Location annotation dataset excerpts:
● ● ● ●

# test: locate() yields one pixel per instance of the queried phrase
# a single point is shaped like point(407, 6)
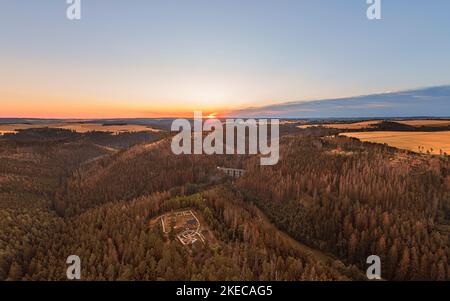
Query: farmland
point(372, 124)
point(432, 142)
point(79, 127)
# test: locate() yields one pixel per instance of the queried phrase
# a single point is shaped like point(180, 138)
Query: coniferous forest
point(328, 204)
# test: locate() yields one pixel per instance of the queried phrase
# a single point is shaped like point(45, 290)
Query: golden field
point(79, 127)
point(343, 126)
point(434, 142)
point(372, 123)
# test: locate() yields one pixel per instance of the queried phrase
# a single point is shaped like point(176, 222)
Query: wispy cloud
point(434, 101)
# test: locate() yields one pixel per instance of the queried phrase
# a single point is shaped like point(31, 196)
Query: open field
point(185, 225)
point(350, 126)
point(79, 127)
point(373, 123)
point(430, 123)
point(433, 142)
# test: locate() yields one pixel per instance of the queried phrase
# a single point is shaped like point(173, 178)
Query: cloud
point(431, 102)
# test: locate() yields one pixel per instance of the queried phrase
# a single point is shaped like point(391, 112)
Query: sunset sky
point(153, 58)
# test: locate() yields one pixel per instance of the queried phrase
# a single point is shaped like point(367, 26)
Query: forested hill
point(97, 197)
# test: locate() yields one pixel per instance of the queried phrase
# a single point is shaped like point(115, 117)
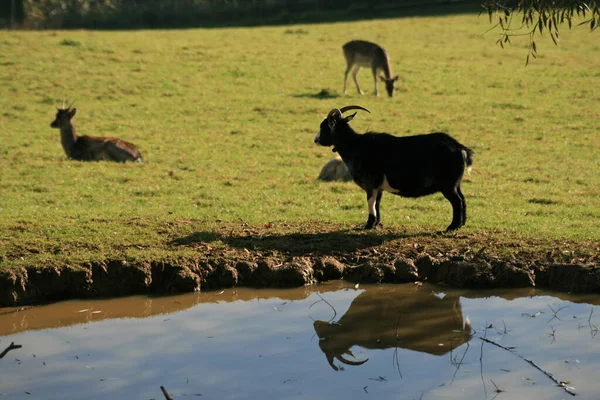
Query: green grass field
point(225, 121)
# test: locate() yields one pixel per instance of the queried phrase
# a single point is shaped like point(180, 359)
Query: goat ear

● ● ● ●

* _THE PROBLEM_:
Reproduce the data verbatim. Do not carry any picture into the copy.

* _REPLY_:
# test: locate() yields one pixel per instance of the queried phrase
# a single point is shaped like point(407, 6)
Query: farmland
point(372, 124)
point(432, 142)
point(79, 127)
# test: locate() yields one pixel per instance of the queried phrase
# a single point is shaped like point(180, 138)
Query: coniferous forest
point(328, 204)
# test: locate() yields one pixel per instance of the queried phrase
# a single point is shaped like point(45, 290)
Query: golden field
point(79, 127)
point(343, 126)
point(434, 142)
point(372, 123)
# test: locate() yields one pixel per instance of the queried phrase
# a single point is shaped like point(176, 222)
Query: wispy cloud
point(434, 101)
# test: locate() yields one pixel per instance of the queried phrase
# a single point is shaped like point(31, 196)
Query: open field
point(185, 225)
point(350, 126)
point(79, 127)
point(373, 123)
point(430, 123)
point(433, 142)
# test: locate() yields one pixel per instance of the queried phrase
# a single point is shaped like point(173, 178)
Query: cloud
point(431, 102)
# test: locate() yields one pixel per instance of the queried phrase
# a single point is shaped like point(391, 112)
Query: sunset sky
point(153, 58)
# test: locate() yields one pixel per instance of the queried phrase
# a single point is shaped like point(367, 26)
Query: forested hill
point(97, 197)
# test: locate() yields one pixel per instance of the queried phrase
# a single point is shaped like point(115, 117)
Query: green grass field
point(225, 121)
# test: locate() yields one pixel per instance of the queried phrase
# a single point is shaped like point(180, 359)
Query: goat ear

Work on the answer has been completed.